- _Your goal_
Turn the entries below into a two-column CSV with the headers entry_text and answer, giving each entry one row. Place the entry's text and its answer each in a single quoted field, replacing any line breaks with spaces.

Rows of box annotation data
________________________________________

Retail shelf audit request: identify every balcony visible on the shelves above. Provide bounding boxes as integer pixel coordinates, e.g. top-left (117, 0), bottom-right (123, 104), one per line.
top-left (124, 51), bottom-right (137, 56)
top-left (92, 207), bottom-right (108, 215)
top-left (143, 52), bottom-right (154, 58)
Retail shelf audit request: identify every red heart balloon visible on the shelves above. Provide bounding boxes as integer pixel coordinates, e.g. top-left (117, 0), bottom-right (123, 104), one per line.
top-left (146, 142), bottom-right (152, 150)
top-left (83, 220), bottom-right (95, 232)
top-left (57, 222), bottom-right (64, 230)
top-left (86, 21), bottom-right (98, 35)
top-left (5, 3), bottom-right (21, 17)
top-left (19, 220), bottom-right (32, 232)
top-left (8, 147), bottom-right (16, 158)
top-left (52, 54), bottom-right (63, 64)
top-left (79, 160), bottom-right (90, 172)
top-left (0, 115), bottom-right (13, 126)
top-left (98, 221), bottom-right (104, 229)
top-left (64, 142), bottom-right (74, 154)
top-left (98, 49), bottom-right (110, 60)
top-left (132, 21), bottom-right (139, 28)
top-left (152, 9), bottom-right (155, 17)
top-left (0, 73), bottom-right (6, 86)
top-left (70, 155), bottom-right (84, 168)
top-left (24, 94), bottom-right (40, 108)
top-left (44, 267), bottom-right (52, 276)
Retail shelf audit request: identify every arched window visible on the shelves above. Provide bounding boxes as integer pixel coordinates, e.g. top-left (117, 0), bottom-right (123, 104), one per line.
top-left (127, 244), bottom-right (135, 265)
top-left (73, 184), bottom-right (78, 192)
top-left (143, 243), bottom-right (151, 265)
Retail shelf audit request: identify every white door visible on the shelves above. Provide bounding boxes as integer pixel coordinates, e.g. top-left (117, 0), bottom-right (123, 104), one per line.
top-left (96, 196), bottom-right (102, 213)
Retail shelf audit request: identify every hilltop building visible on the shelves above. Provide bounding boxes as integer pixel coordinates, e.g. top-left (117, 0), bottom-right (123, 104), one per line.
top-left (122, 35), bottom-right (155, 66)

________________________________________

- _Result_
entry_text,answer
"Retail shelf audit request: identify every balcony visible on the shelves above. Provide bounding boxes as integer pixel coordinates, e.g. top-left (117, 0), bottom-right (123, 104), one per line.","top-left (124, 51), bottom-right (137, 56) top-left (92, 207), bottom-right (108, 215) top-left (143, 52), bottom-right (154, 58)"
"Retail shelf audit request: identify every red heart balloon visible on the shelves above. Provide bounding boxes as integer pixel coordinates, e.g. top-left (117, 0), bottom-right (123, 104), one per line.","top-left (146, 142), bottom-right (152, 150) top-left (83, 220), bottom-right (95, 232) top-left (57, 222), bottom-right (64, 230) top-left (86, 21), bottom-right (98, 35) top-left (5, 3), bottom-right (21, 17) top-left (19, 220), bottom-right (32, 232) top-left (8, 147), bottom-right (16, 158) top-left (52, 54), bottom-right (63, 64) top-left (79, 160), bottom-right (90, 172) top-left (0, 115), bottom-right (13, 126) top-left (98, 221), bottom-right (104, 229) top-left (64, 142), bottom-right (74, 154) top-left (98, 49), bottom-right (110, 60) top-left (132, 21), bottom-right (139, 28) top-left (152, 9), bottom-right (155, 17) top-left (0, 73), bottom-right (6, 86) top-left (70, 155), bottom-right (84, 168) top-left (24, 94), bottom-right (40, 108) top-left (44, 267), bottom-right (52, 276)"
"Retail shelf audit request: identify every arched window visible on the shelves above. Provide bounding boxes as integer pixel coordinates, e.g. top-left (117, 0), bottom-right (123, 104), one per line.","top-left (127, 244), bottom-right (135, 265) top-left (73, 184), bottom-right (78, 192) top-left (143, 243), bottom-right (151, 265)"
"Retail shelf audit request: identify every white door visible on the shelves above. Provide bounding boxes as integer pixel coordinates, e.g. top-left (117, 0), bottom-right (123, 104), one per line.","top-left (96, 196), bottom-right (102, 213)"
"Retail shelf audit request: identify every hilltop building visible on the shelves above. Provide bounding boxes as integer pixel coordinates, e.g. top-left (117, 0), bottom-right (123, 104), one per line.","top-left (122, 35), bottom-right (155, 66)"